--- Start of Stored rows ---
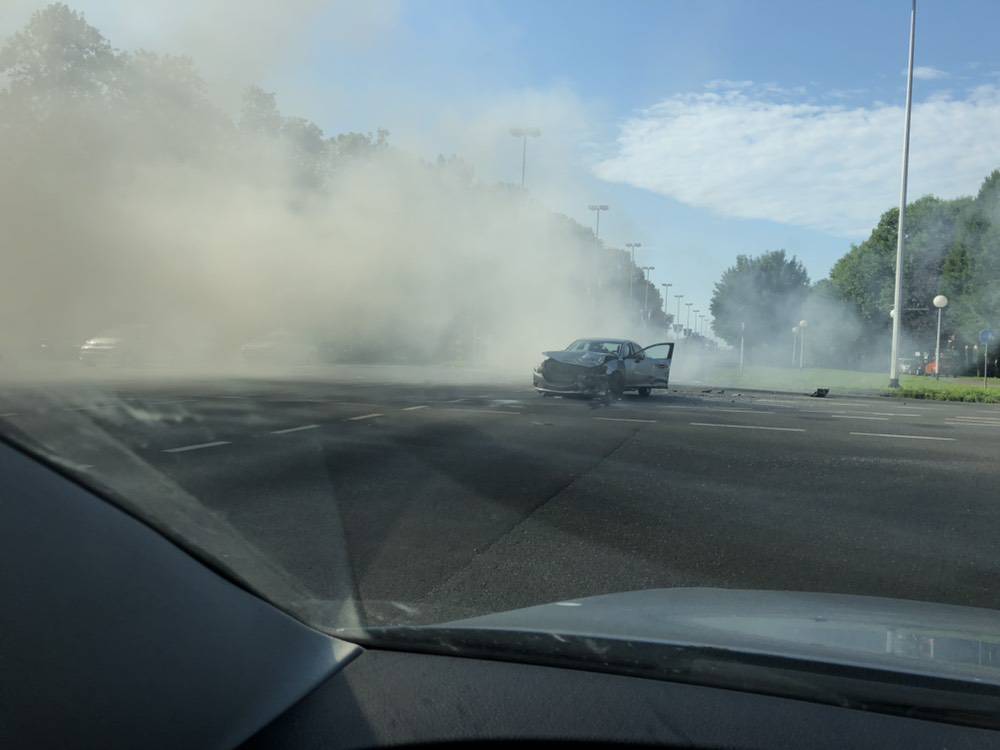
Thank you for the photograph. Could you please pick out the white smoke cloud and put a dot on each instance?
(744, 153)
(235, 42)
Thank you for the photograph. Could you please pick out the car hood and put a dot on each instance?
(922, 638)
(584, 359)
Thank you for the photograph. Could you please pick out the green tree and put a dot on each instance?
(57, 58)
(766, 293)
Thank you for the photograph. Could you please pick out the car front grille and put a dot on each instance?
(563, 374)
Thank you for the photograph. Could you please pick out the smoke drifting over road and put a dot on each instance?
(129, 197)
--- End of Stored rows ---
--- Start of Stored rows ---
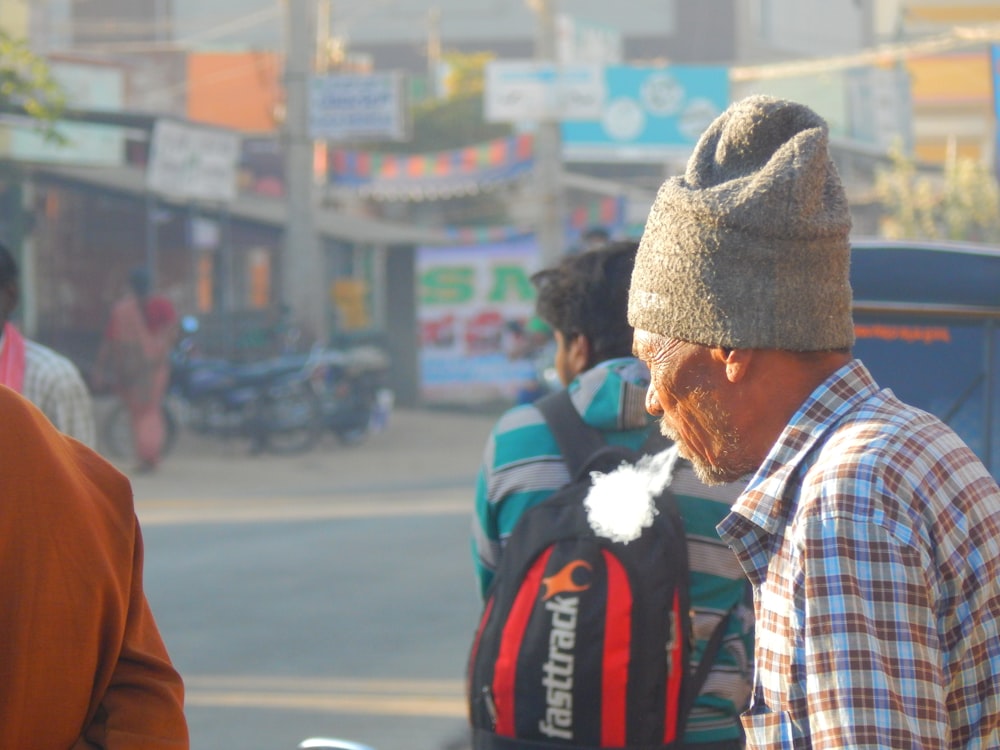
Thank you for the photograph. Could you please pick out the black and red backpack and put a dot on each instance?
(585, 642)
--- End of Stored rows ---
Directive — Can you gather every line in the material that contains the word "smoke" and copy each one out in full?

Exercise output —
Thank you for the photograph. Could you please pick out the white smoke cloud and put a dot on each instance?
Thank you for the photograph. Could you please pick out the smoke drifting over road and put a dot on each instance?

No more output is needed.